PROMPT >>
Reproduce word for word the passage of the book review below, from "A review of" to "museumification of animals.".

SELECTED EXTRACT >>
◆ ◆ ◆ ◆ ◆

Skin Thievery

A review of

The Mystery of the Musty Hide – Tales of Skin Thievery

an artists book by Lee Marchalonis

When I pick up Lee Marchalonis’ book The Mystery of the Musty Hide – Tales of Skin Thievery, my first sense is that the cover feels dry and dusty. As I open it, my fingers cradle the skinned spine and the first signature bursts forth with scarlet red. Her clues build with a politely folded and squarely reined in flax elephant skin sample, descriptions of events in dense 8-point type bound by wild legs of red letter linoleum cuts – the ink running thin right up against the last traces of the Ivory-billed Woodpecker printed on downy translucent paper. This immersive treasure reveals lines of evidence that playfully poke our acquisition and museumification of animals.

At the turn of the 20th century, Carl Akeley, a famed naturalist and collector, specialized in mammals from Africa. He was also the founder of the American Museum of Natural History Exhibitions Lab - an interdisciplinary department that fuses scientific research with site-specific design. In homage, a photogravure of one of Akeley’s mounts is the first image in the book. Without knowing who Akeley was, Marchalonis “saw the zebra and was beset. The underlying musculature and complex facial textures seem to me who has never seen a zebra so closely, as real as life…”

◆ ◆ ◆ ◆ ◆

RECORDS SUPPLIED >>
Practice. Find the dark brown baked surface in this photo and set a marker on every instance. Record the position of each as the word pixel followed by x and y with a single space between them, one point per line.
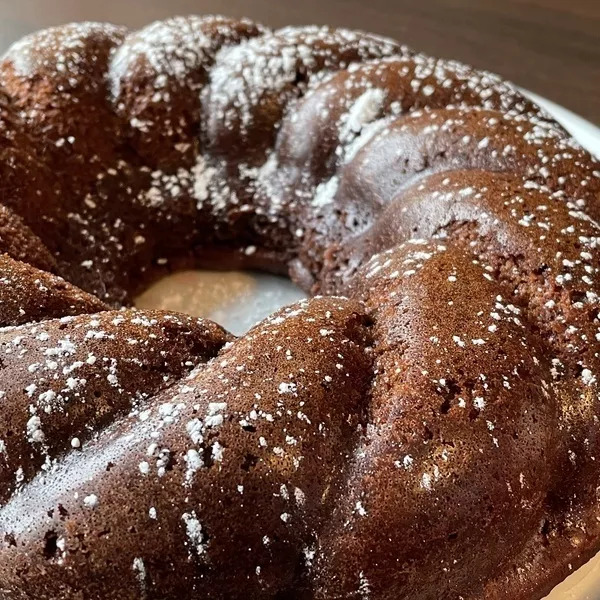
pixel 425 427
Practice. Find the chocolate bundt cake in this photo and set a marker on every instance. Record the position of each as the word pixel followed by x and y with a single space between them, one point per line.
pixel 425 427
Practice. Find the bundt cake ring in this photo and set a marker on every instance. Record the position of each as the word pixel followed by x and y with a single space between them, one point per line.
pixel 425 427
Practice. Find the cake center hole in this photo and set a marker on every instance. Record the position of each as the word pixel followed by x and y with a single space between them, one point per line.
pixel 236 300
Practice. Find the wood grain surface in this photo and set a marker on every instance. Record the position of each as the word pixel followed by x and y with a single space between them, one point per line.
pixel 551 47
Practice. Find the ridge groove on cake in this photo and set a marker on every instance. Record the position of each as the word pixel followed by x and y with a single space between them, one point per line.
pixel 426 426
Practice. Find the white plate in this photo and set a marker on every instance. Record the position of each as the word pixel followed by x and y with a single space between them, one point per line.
pixel 239 300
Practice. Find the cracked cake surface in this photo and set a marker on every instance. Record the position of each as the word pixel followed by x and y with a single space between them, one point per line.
pixel 425 426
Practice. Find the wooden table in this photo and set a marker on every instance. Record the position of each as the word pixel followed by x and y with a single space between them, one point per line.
pixel 551 47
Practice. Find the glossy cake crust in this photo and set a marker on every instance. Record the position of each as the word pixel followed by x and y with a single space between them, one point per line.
pixel 426 426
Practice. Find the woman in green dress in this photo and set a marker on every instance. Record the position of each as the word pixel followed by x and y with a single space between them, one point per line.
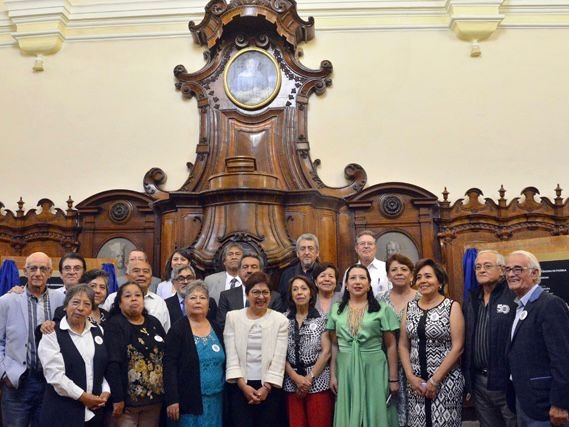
pixel 363 373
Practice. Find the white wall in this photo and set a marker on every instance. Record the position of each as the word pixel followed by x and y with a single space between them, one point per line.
pixel 408 105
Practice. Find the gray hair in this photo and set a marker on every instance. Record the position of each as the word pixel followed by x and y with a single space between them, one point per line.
pixel 500 260
pixel 252 255
pixel 532 261
pixel 176 271
pixel 310 237
pixel 229 246
pixel 75 290
pixel 196 285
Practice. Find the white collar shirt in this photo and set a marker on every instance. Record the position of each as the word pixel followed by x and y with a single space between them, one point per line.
pixel 53 364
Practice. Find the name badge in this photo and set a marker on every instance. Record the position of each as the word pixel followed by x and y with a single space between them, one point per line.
pixel 434 317
pixel 503 308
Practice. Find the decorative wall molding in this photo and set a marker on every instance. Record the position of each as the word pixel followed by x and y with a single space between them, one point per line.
pixel 474 20
pixel 42 26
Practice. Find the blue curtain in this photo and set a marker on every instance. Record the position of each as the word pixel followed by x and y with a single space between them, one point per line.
pixel 468 271
pixel 9 276
pixel 113 285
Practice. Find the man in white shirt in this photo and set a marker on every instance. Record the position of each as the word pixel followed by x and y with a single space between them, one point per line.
pixel 133 256
pixel 140 273
pixel 366 249
pixel 21 377
pixel 228 279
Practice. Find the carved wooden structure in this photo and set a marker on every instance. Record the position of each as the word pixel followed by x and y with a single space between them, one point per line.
pixel 474 220
pixel 253 179
pixel 47 229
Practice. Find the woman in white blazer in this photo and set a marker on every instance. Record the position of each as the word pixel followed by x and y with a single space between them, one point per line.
pixel 256 345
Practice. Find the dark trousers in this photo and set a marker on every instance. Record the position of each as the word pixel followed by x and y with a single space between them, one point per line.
pixel 21 406
pixel 491 406
pixel 270 412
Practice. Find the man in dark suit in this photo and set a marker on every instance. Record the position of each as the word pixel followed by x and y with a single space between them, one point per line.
pixel 307 252
pixel 224 280
pixel 538 354
pixel 488 315
pixel 183 277
pixel 234 299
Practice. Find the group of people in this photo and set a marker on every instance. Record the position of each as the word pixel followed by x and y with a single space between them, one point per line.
pixel 381 345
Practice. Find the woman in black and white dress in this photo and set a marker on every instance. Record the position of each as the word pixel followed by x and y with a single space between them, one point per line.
pixel 430 345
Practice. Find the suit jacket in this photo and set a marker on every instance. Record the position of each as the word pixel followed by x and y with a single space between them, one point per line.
pixel 175 310
pixel 538 355
pixel 232 299
pixel 14 329
pixel 216 284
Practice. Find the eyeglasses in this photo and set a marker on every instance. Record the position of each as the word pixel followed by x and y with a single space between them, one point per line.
pixel 486 266
pixel 70 268
pixel 33 268
pixel 517 269
pixel 258 293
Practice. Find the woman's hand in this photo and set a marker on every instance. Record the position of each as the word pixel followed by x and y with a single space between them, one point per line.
pixel 333 383
pixel 251 395
pixel 118 409
pixel 104 397
pixel 173 411
pixel 431 390
pixel 91 401
pixel 47 327
pixel 417 384
pixel 263 392
pixel 303 383
pixel 394 387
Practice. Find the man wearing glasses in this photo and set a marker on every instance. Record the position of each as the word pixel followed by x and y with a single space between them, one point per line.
pixel 366 249
pixel 488 313
pixel 307 252
pixel 71 268
pixel 140 272
pixel 22 379
pixel 235 299
pixel 183 276
pixel 538 354
pixel 229 278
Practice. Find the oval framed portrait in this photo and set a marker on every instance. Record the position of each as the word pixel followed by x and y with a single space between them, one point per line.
pixel 252 78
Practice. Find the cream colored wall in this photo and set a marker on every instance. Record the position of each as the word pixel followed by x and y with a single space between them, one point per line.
pixel 408 105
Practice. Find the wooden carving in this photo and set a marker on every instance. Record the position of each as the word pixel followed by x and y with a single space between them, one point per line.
pixel 474 219
pixel 48 229
pixel 253 179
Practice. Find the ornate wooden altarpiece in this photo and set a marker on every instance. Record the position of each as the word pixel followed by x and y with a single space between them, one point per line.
pixel 253 179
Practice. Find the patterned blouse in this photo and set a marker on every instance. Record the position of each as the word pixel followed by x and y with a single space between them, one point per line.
pixel 145 352
pixel 304 347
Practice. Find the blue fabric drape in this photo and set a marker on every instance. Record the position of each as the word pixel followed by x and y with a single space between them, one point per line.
pixel 468 271
pixel 9 276
pixel 113 285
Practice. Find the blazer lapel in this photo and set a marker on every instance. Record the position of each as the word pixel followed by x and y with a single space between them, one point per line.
pixel 528 308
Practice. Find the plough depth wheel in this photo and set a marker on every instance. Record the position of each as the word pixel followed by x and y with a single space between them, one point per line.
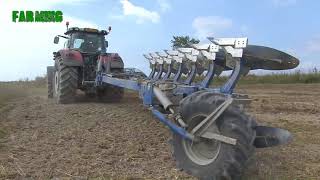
pixel 211 159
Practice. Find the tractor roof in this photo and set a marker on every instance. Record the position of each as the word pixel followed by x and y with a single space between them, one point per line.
pixel 85 30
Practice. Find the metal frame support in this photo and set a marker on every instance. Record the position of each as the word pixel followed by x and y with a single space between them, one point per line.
pixel 152 65
pixel 191 75
pixel 209 76
pixel 229 86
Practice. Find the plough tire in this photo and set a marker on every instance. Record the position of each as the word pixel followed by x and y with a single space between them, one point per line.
pixel 211 159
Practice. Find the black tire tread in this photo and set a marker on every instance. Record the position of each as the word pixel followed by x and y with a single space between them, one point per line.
pixel 234 123
pixel 50 78
pixel 68 83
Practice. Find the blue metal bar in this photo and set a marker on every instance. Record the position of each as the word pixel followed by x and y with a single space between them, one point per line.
pixel 174 128
pixel 167 75
pixel 128 84
pixel 192 74
pixel 232 81
pixel 178 73
pixel 209 76
pixel 159 74
pixel 152 72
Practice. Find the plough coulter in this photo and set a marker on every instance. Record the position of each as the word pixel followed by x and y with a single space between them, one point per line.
pixel 212 136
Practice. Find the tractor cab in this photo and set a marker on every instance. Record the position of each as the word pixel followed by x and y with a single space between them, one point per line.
pixel 85 40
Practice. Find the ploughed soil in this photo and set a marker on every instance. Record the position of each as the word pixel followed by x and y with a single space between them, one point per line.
pixel 86 140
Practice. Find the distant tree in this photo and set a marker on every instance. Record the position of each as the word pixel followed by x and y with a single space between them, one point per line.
pixel 183 41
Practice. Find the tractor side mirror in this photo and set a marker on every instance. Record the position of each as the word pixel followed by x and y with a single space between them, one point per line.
pixel 106 43
pixel 56 40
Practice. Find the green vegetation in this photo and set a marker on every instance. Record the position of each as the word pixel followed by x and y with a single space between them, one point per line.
pixel 183 41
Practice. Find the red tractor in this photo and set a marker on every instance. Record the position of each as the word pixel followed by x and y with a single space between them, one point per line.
pixel 77 64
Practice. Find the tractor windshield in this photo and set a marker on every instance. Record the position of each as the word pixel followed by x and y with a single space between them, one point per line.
pixel 88 43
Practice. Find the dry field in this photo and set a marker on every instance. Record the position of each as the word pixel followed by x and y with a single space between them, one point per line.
pixel 88 140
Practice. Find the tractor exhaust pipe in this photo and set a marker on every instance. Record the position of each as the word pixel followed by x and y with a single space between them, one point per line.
pixel 270 136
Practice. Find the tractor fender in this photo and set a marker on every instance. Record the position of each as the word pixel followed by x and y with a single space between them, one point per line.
pixel 110 61
pixel 70 57
pixel 115 61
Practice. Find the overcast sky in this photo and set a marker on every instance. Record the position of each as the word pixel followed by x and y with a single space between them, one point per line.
pixel 140 26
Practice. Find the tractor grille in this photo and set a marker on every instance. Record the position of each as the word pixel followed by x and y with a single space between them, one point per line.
pixel 89 67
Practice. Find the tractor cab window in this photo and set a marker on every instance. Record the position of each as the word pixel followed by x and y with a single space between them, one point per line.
pixel 90 43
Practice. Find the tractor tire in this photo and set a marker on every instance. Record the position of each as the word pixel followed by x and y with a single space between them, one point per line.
pixel 50 80
pixel 211 159
pixel 110 94
pixel 66 83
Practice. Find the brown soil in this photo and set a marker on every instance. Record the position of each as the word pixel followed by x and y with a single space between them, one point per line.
pixel 42 140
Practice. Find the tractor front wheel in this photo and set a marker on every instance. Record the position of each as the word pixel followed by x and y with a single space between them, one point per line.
pixel 212 159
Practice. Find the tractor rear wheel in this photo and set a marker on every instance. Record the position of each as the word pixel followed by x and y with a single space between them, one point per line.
pixel 50 75
pixel 65 83
pixel 212 159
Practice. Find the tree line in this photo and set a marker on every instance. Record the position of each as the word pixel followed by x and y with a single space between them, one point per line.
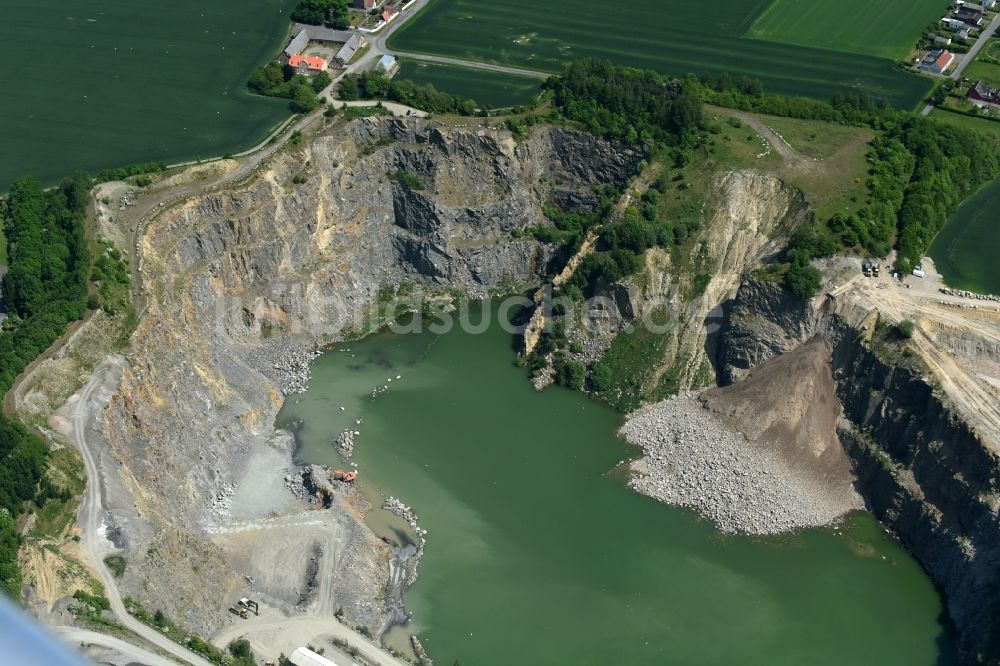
pixel 277 80
pixel 44 289
pixel 632 105
pixel 331 13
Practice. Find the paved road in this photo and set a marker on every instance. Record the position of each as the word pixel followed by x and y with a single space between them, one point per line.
pixel 378 48
pixel 77 638
pixel 97 391
pixel 967 58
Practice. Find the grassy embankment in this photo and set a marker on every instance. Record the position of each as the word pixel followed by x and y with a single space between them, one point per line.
pixel 677 37
pixel 489 89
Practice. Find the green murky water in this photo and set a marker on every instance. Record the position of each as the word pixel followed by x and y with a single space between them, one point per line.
pixel 538 555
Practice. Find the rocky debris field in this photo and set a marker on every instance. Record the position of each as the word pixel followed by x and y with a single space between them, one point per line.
pixel 286 362
pixel 395 506
pixel 969 294
pixel 692 459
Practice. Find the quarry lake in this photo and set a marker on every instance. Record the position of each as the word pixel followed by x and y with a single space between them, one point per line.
pixel 538 553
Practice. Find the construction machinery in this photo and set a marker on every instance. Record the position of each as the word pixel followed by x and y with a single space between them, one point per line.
pixel 248 605
pixel 239 611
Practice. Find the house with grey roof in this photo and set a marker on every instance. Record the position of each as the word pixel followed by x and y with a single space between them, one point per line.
pixel 349 49
pixel 304 34
pixel 298 44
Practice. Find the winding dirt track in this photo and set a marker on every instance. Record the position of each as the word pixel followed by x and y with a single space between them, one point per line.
pixel 90 403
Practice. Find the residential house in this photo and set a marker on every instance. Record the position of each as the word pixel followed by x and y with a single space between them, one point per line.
pixel 970 17
pixel 349 49
pixel 303 34
pixel 298 43
pixel 307 64
pixel 937 61
pixel 983 93
pixel 387 65
pixel 324 35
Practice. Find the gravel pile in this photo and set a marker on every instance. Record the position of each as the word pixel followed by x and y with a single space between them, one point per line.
pixel 286 362
pixel 969 294
pixel 692 459
pixel 395 506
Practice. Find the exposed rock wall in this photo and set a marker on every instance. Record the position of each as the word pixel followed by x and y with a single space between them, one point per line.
pixel 923 470
pixel 287 260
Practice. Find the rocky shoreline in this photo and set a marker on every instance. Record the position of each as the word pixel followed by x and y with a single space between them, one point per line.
pixel 692 459
pixel 285 361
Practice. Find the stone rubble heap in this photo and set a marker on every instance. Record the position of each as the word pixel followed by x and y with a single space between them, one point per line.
pixel 345 440
pixel 969 294
pixel 222 504
pixel 692 459
pixel 394 506
pixel 286 362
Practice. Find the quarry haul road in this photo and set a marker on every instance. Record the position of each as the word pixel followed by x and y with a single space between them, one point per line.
pixel 83 637
pixel 970 385
pixel 100 381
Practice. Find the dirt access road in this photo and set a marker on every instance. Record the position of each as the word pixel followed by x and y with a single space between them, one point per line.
pixel 88 407
pixel 378 48
pixel 272 632
pixel 82 638
pixel 958 338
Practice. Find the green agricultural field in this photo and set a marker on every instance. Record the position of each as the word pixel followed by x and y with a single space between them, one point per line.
pixel 885 28
pixel 97 84
pixel 492 89
pixel 965 251
pixel 816 140
pixel 981 69
pixel 672 36
pixel 965 120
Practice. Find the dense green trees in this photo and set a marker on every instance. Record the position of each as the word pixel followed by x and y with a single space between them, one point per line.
pixel 273 80
pixel 332 13
pixel 121 173
pixel 950 164
pixel 44 290
pixel 632 105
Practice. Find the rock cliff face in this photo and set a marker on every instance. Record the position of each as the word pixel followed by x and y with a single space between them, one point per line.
pixel 744 221
pixel 923 470
pixel 240 279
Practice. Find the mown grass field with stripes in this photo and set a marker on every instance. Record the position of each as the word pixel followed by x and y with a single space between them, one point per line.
pixel 672 36
pixel 489 89
pixel 98 84
pixel 886 28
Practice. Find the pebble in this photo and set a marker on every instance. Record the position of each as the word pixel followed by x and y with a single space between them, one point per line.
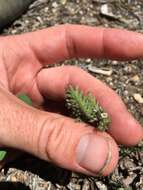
pixel 138 98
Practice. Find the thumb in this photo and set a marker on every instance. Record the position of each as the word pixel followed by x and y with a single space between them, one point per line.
pixel 55 138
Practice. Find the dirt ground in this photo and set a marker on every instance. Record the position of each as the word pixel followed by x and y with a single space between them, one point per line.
pixel 126 78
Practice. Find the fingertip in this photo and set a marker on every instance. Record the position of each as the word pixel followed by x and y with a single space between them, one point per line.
pixel 128 132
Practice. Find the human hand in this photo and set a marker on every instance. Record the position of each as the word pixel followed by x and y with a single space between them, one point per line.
pixel 52 136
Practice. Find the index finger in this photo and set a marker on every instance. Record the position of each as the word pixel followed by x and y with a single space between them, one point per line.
pixel 67 41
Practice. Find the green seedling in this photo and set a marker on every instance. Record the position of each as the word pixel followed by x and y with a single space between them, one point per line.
pixel 86 108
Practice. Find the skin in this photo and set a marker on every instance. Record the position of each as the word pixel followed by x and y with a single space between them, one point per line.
pixel 48 135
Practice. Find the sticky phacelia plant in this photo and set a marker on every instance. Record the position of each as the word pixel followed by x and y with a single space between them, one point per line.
pixel 86 108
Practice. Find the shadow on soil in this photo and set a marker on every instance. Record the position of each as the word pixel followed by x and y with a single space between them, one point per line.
pixel 13 186
pixel 43 169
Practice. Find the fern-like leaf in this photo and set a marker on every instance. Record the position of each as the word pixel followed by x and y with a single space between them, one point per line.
pixel 86 108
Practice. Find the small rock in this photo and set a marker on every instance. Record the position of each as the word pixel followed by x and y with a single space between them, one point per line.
pixel 138 98
pixel 135 78
pixel 106 11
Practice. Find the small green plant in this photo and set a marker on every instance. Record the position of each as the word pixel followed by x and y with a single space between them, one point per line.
pixel 86 108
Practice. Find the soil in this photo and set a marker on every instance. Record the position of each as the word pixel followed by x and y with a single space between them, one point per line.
pixel 126 78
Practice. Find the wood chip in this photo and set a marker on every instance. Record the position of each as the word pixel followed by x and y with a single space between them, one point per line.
pixel 138 98
pixel 103 71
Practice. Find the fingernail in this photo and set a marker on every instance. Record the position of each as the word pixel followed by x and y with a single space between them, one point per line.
pixel 92 153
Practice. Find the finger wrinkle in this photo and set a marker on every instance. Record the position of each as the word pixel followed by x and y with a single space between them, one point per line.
pixel 70 43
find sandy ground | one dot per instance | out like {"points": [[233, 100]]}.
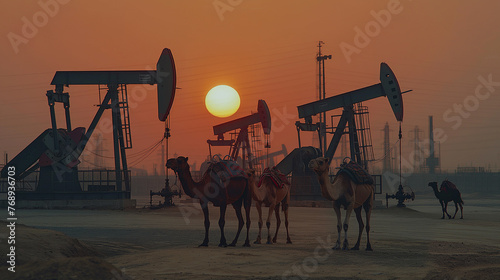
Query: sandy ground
{"points": [[411, 243]]}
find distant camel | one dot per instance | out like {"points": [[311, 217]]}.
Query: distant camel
{"points": [[447, 193], [211, 188], [348, 194], [271, 196]]}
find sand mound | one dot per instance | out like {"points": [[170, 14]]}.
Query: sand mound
{"points": [[48, 254]]}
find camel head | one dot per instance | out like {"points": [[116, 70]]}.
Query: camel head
{"points": [[177, 164], [320, 165]]}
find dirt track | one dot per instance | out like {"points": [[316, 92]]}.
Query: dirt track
{"points": [[411, 243]]}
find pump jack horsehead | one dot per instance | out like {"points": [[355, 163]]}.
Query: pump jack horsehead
{"points": [[348, 190]]}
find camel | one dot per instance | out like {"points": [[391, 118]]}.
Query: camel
{"points": [[447, 193], [271, 196], [345, 192], [211, 189]]}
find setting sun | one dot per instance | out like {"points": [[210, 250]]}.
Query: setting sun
{"points": [[222, 101]]}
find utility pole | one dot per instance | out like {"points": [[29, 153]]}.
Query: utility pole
{"points": [[387, 149], [322, 95], [417, 159]]}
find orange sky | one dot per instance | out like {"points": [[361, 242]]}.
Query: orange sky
{"points": [[265, 50]]}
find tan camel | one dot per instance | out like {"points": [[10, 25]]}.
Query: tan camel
{"points": [[344, 192], [211, 189], [271, 196]]}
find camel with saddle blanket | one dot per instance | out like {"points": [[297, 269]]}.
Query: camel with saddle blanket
{"points": [[352, 188], [271, 189]]}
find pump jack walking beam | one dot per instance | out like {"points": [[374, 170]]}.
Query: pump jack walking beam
{"points": [[388, 87]]}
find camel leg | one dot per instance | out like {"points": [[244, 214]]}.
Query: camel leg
{"points": [[247, 203], [278, 221], [345, 245], [285, 209], [446, 209], [204, 207], [368, 211], [258, 205], [442, 208], [222, 222], [456, 209], [237, 209], [339, 223], [361, 227], [268, 223]]}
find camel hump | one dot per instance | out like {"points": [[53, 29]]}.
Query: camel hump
{"points": [[448, 186], [279, 179], [357, 173]]}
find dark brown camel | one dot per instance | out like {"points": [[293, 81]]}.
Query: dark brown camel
{"points": [[448, 192], [212, 189]]}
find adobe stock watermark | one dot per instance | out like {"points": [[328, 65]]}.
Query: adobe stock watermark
{"points": [[471, 103], [223, 6], [362, 37], [310, 264], [31, 26], [454, 116]]}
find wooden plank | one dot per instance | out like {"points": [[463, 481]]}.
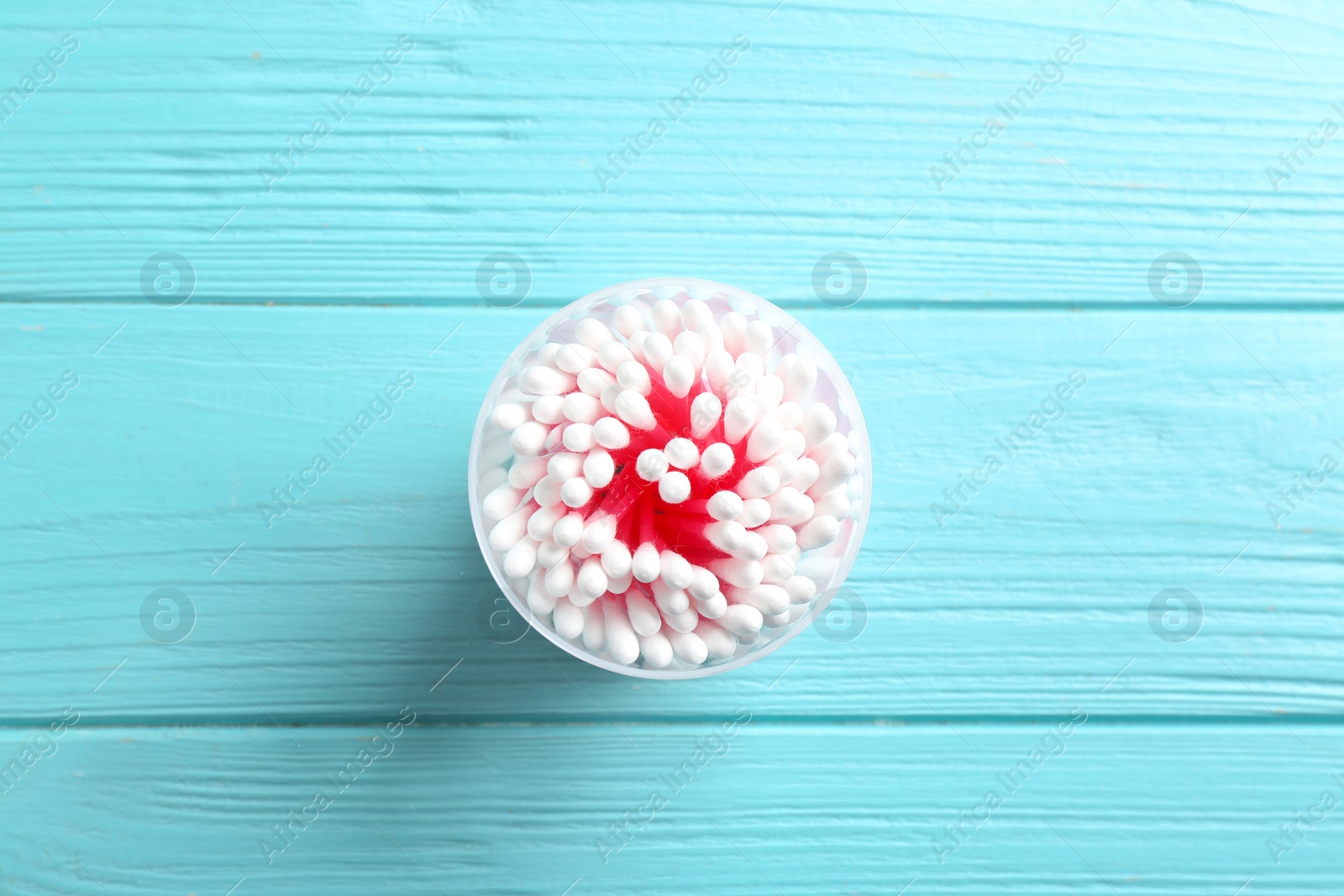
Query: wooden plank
{"points": [[1034, 597], [824, 137], [774, 808]]}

◆ ◆ ◆ ◆ ◆

WRITTEN ANSWER >>
A review of

The Mystery of the Musty Hide – Tales of Skin Thievery

an artists book by Lee Marchalonis

When I pick up Lee Marchalonis’ book The Mystery of the Musty Hide – Tales of Skin Thievery, my first sense is that the cover feels dry and dusty. As I open it, my fingers cradle the skinned spine and the first signature bursts forth with scarlet red. Her clues build with a politely folded and squarely reined in flax elephant skin sample, descriptions of events in dense 8-point type bound by wild legs of red letter linoleum cuts – the ink running thin right up against the last traces of the Ivory-billed Woodpecker printed on downy translucent paper. This immersive treasure reveals lines of evidence that playfully poke our acquisition and museumification of animals.